### TASK OBJECTIVE
Format every line of the items below as a Markdown table with the columns Row and Line, numbering rows consecutively and omitting blank lines.
________________________________________
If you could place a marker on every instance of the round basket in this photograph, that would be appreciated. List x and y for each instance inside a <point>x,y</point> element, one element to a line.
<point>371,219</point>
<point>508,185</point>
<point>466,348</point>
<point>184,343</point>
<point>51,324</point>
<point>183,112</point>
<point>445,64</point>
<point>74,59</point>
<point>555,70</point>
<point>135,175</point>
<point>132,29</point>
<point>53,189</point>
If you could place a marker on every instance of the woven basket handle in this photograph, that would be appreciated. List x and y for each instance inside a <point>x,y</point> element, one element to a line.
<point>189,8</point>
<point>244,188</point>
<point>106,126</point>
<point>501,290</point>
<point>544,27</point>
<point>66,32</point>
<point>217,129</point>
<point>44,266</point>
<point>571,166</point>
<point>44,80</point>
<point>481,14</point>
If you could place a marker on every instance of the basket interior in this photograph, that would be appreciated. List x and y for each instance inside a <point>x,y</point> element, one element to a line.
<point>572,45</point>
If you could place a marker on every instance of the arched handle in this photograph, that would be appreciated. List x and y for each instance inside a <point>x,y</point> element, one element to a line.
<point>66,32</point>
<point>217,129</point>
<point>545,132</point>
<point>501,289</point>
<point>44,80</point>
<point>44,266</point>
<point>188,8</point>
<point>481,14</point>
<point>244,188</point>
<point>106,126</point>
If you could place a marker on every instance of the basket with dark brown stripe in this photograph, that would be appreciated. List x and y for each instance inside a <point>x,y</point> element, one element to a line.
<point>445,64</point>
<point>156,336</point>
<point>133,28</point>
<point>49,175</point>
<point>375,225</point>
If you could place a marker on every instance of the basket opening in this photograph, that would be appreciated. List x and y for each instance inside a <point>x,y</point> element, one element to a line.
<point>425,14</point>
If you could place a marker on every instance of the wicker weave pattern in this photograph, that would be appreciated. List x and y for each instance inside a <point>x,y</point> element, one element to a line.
________________________________________
### EXERCISE RESULT
| Row | Line |
|---|---|
| 1 | If you could place a marker on every instance of the round basket in this photograph, that would be appreciated. List x and y for each instance inside a <point>x,y</point> element, one element to a line. |
| 2 | <point>371,219</point> |
| 3 | <point>508,185</point> |
| 4 | <point>466,348</point> |
| 5 | <point>184,343</point> |
| 6 | <point>51,324</point> |
| 7 | <point>183,112</point> |
| 8 | <point>445,64</point> |
| 9 | <point>74,59</point> |
| 10 | <point>555,70</point> |
| 11 | <point>135,175</point> |
| 12 | <point>132,29</point> |
| 13 | <point>53,189</point> |
| 14 | If you could place a marker on every instance of the woven basket handle in this photograph, that would be appreciated. List x and y for each instance inside a <point>x,y</point> element, one element to a line. |
| 15 | <point>189,8</point> |
| 16 | <point>244,188</point> |
| 17 | <point>106,126</point> |
| 18 | <point>501,290</point> |
| 19 | <point>544,27</point> |
| 20 | <point>66,32</point> |
| 21 | <point>217,129</point> |
| 22 | <point>44,266</point> |
| 23 | <point>571,166</point> |
| 24 | <point>44,80</point> |
| 25 | <point>481,14</point> |
| 26 | If you could place a marker on every instance of the basket interior in this photograph, that would be appreciated. List x and y for each instance inside a <point>x,y</point> element, one element to a line. |
| 27 | <point>572,45</point> |
| 28 | If you could place a marker on every instance of the arched handle in this photograph, that would be appreciated. List x and y for each instance inside a <point>x,y</point> element, one element to a line. |
| 29 | <point>66,32</point> |
| 30 | <point>217,129</point> |
| 31 | <point>545,132</point> |
| 32 | <point>501,289</point> |
| 33 | <point>44,80</point> |
| 34 | <point>44,266</point> |
| 35 | <point>188,8</point> |
| 36 | <point>481,14</point> |
| 37 | <point>244,188</point> |
| 38 | <point>106,126</point> |
| 39 | If you could place a marker on every instance of the basket with dark brown stripe in this photograph, that would be appreciated. List x and y for each instance inside a <point>x,y</point> element, one element to a line. |
| 40 | <point>445,64</point> |
| 41 | <point>156,336</point> |
| 42 | <point>133,28</point> |
| 43 | <point>49,175</point> |
| 44 | <point>375,225</point> |
| 45 | If you could place a marker on every instance of the basket opening in this photograph, that would be appreciated. List x and y for each instance inside a <point>x,y</point> element, one element to a line. |
| 46 | <point>425,14</point> |
| 47 | If you could place a marker on every instance of the wicker weave pattern in this photograph, that would be appreciated. List x and y for each instance inside a <point>x,y</point> element, one element to a line. |